WORK TO COMPLETE:
Report every line of the records below that contains the string "wooden", treating uppercase and lowercase as different.

(Extracted records)
═══

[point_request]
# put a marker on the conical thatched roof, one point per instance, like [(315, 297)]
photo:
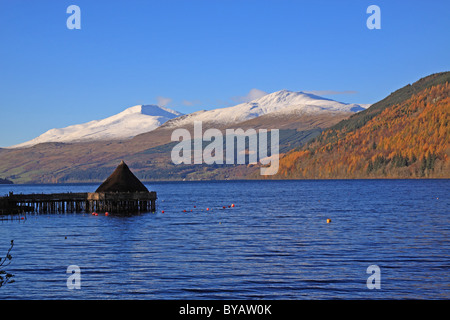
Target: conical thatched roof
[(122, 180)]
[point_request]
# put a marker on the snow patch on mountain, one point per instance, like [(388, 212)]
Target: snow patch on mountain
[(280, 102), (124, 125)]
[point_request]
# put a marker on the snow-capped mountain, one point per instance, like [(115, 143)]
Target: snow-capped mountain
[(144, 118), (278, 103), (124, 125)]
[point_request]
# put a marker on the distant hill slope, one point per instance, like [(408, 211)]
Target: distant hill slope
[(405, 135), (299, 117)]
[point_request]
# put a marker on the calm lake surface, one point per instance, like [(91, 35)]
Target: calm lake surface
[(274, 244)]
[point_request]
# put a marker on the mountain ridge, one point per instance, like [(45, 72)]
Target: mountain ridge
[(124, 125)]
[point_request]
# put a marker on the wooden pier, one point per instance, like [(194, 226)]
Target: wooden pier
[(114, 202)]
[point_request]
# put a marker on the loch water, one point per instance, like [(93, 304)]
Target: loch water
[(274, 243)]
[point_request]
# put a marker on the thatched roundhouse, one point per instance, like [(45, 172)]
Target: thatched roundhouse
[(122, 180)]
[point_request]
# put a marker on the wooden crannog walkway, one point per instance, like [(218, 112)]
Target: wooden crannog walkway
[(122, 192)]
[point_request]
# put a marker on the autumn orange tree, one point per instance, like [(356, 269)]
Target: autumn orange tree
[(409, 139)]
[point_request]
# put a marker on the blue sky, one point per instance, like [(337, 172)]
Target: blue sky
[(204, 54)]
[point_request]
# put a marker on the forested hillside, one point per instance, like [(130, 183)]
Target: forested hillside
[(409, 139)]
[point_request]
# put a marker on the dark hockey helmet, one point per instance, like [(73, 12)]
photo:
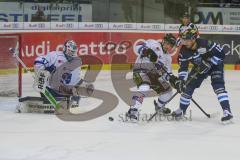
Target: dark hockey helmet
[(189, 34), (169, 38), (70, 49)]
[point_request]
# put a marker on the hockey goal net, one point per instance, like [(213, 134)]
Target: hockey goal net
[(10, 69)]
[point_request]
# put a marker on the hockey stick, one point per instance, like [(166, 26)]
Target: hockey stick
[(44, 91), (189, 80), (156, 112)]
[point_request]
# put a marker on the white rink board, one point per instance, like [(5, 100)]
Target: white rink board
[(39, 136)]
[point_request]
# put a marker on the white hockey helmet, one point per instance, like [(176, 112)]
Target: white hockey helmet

═══

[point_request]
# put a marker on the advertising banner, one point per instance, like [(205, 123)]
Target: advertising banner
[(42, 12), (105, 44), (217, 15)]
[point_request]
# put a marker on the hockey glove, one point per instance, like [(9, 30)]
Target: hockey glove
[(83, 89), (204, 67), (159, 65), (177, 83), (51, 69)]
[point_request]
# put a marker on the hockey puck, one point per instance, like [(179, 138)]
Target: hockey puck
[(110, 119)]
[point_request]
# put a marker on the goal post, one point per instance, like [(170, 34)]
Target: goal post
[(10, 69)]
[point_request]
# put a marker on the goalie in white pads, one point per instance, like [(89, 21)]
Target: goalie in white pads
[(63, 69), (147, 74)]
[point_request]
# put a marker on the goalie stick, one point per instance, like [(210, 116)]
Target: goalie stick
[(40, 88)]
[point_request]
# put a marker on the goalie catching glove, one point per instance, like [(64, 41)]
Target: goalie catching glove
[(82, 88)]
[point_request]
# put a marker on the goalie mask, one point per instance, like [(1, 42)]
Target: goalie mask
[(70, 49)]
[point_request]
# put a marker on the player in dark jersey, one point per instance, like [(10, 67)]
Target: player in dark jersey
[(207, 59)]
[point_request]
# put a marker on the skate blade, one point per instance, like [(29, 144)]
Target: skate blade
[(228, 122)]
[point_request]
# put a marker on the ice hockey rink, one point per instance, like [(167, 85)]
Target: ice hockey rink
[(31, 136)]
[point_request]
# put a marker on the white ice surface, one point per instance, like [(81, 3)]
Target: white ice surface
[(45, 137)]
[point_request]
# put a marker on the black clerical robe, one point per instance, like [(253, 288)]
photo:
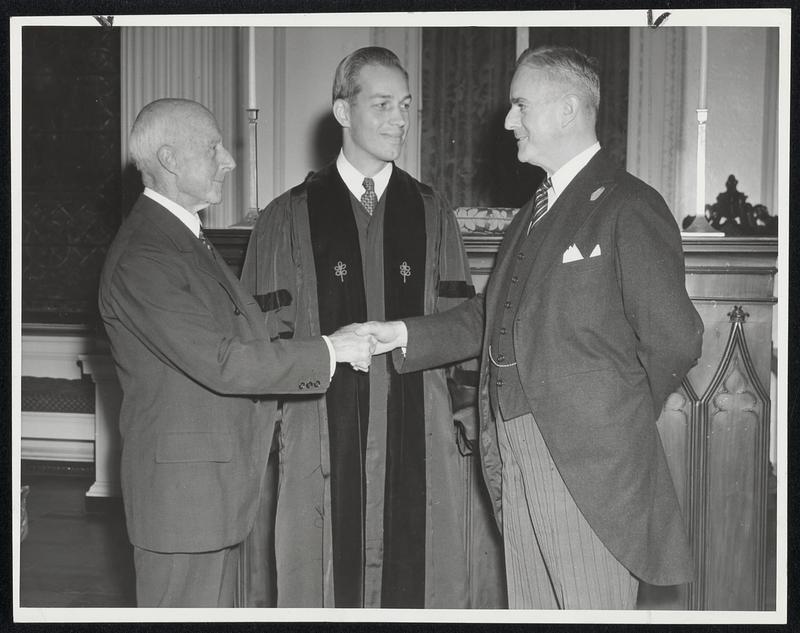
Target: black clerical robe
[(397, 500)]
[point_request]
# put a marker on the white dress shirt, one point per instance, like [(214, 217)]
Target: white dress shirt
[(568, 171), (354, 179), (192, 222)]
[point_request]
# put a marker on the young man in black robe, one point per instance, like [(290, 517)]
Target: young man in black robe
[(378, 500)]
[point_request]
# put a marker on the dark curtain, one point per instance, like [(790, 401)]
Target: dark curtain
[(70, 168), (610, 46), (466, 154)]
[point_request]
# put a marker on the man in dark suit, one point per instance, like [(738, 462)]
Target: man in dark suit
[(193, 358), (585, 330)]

═══

PROBLEM SOLUTION:
# put a marker on the wooden pier, one point per instance, like [(194, 226)]
Target: wooden pier
# put a marker on the wooden crannog walkway, one point per instance, like [(218, 112)]
Target: wooden crannog walkway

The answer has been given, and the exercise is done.